----- Document segment
What Is a Tax Credit?
A tax credit is an amount of money that taxpayers can subtract directly from taxes owed to their government. Unlike deductions, which reduce the amount of taxable income, tax credits reduce the actual amount of tax owed. The value of a tax credit depends on the nature of the credit; certain types of tax credits are granted to individuals or businesses in specific locations, classifications, or industries.
- A tax credit is an amount of money that taxpayers are permitted to subtract, dollar for dollar, from the income taxes that they owe.
- Tax credits are more favorable than tax deductions because they actually reduce the tax due, not just the amount of taxable income.
- There are three basic types of tax credits: nonrefundable, refundable, and partially refundable.
- A nonrefundable tax credit can reduce the tax you owe to zero, but it can't provide you with a tax refund.
Understanding Tax Credits
Governments may grant a tax credit to promote a specific behavior such as replacing older appliances with more energy-efficient ones. Other tax credits are designed to help disadvantaged taxpayers by reducing the total cost of housing.
Tax credits are more favorable than tax deductions because tax credits reduce tax liability dollar for dollar. While a deduction still reduces the final tax liability, it only does so within an individual’s marginal tax rate. An individual in a 22% tax bracket, for example, would save $0.22 for every marginal tax dollar deducted. However, a credit would reduce the tax liability by the full $1.
Tax Deductions Vs. Tax Credits
Types of Tax Credits
Tax credits come in three basic forms.
Nonrefundable Tax Credits
Nonrefundable tax credits are items directly deducted from the tax liability until the tax due equals $0. Any amount greater than the tax owed, resulting in a refund for the taxpayer, is not paid out—hence, the name "nonrefundable." The remaining part of a nonrefundable tax credit that can't be utilized is lost, in effect.
Nonrefundable tax credits are valid in the year of reporting only, expire after the return is filed, and may not be carried over to future years. Because of this, nonrefundable tax credits can negatively impact low-income taxpayers, as they are often unable to use the entire amount of the credit.
As of the 2020 tax year, specific examples of nonrefundable tax credits include credits for adoption, the Lifetime Learning Credit, the Child and Dependent Care Credit, the Saver's Tax Credit for funding retirement accounts, and the mortgage interest credit, which is designed to help people with lower incomes afford homeownership.
----------
----- Given entries
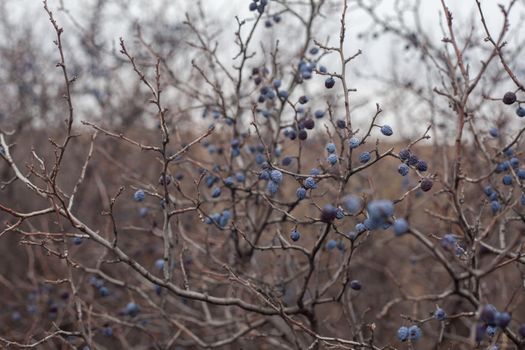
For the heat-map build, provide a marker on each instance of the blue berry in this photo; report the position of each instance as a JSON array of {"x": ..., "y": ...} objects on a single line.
[
  {"x": 103, "y": 291},
  {"x": 315, "y": 172},
  {"x": 402, "y": 333},
  {"x": 400, "y": 226},
  {"x": 329, "y": 213},
  {"x": 301, "y": 193},
  {"x": 403, "y": 169},
  {"x": 491, "y": 331},
  {"x": 240, "y": 177},
  {"x": 422, "y": 165},
  {"x": 287, "y": 161},
  {"x": 260, "y": 159},
  {"x": 387, "y": 130},
  {"x": 332, "y": 159},
  {"x": 329, "y": 83},
  {"x": 507, "y": 180},
  {"x": 139, "y": 196},
  {"x": 228, "y": 181},
  {"x": 283, "y": 94},
  {"x": 440, "y": 314},
  {"x": 303, "y": 99},
  {"x": 365, "y": 157},
  {"x": 354, "y": 142},
  {"x": 107, "y": 331},
  {"x": 309, "y": 183},
  {"x": 412, "y": 160},
  {"x": 132, "y": 309}
]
----------
#### [What is asked]
• a. Transcribe the portion of the tax credit passage starting at "Understanding Tax Credits" and ending at "three basic forms.".
• b. According to the tax credit passage, how much would an individual in a 22% tax bracket save for every marginal tax dollar deducted?
• c. Take the tax credit passage further, continuing from its last sentence.
The items are not needed for any of this work.

#### [Results by task]
• a.
Understanding Tax Credits
Governments may grant a tax credit to promote a specific behavior such as replacing older appliances with more energy-efficient ones. Other tax credits are designed to help disadvantaged taxpayers by reducing the total cost of housing.
Tax credits are more favorable than tax deductions because tax credits reduce tax liability dollar for dollar. While a deduction still reduces the final tax liability, it only does so within an individual’s marginal tax rate. An individual in a 22% tax bracket, for example, would save $0.22 for every marginal tax dollar deducted. However, a credit would reduce the tax liability by the full $1.
Tax Deductions Vs. Tax Credits
Types of Tax Credits
Tax credits come in three basic forms.

• b. $0.22

• c.
Refundable Tax Credits
Refundable tax credits are the most beneficial credit because they're paid out in full. This means that a taxpayer—regardless of their income or tax liability—is entitled to the entire amount of the credit. If the refundable tax credit reduces the tax liability to below $0, the taxpayer is due a refund.
As of the 2020 tax year, probably the most popular refundable tax credit is the Earned Income Tax Credit (EITC). The EITC is for low to moderate-income taxpayers who earned an income, through an employer or working as a self-employed individual with a business or farm, and meet certain criteria based on income and number of family members. Other refundable tax credits include the Premium Tax Credit, which helps individuals and families cover the cost of premiums for health insurance purchased through the health insurance marketplace.
Your first $1,200 ($2,400 for couples) stimulus payment, officially known as a "Recovery Rebate," is an advance refundable tax credit on 2020 taxes. This means no matter how much you owe (or don't owe) in taxes for the 2020 tax year, you get to keep all the money with no taxes due on it. The same is true of the second $600 stimulus checks signed into law on Dec. 27.
Partially Refundable Tax Credits
Some tax credits are only partially refundable. The Child Tax Credit became refundable (up to $1,400 per qualifying child) in 2018, as a result of the Tax Cuts and Jobs Act (TCJA). If a taxpayer has a large enough tax liability, the full amount of the Child Tax Credit is $2,000. However, up to $1,400 is refundable even if it is more than the taxpayer owes.
Another example of a partially refundable tax credit is the American Opportunity Tax Credit (AOTC) for post-secondary education students. If a taxpayer reduces their tax liability to $0 before using the entire portion of the $2,500 tax deduction, the remainder may be taken as a refundable credit up to the lesser of 40% of the remaining credit or $1,000.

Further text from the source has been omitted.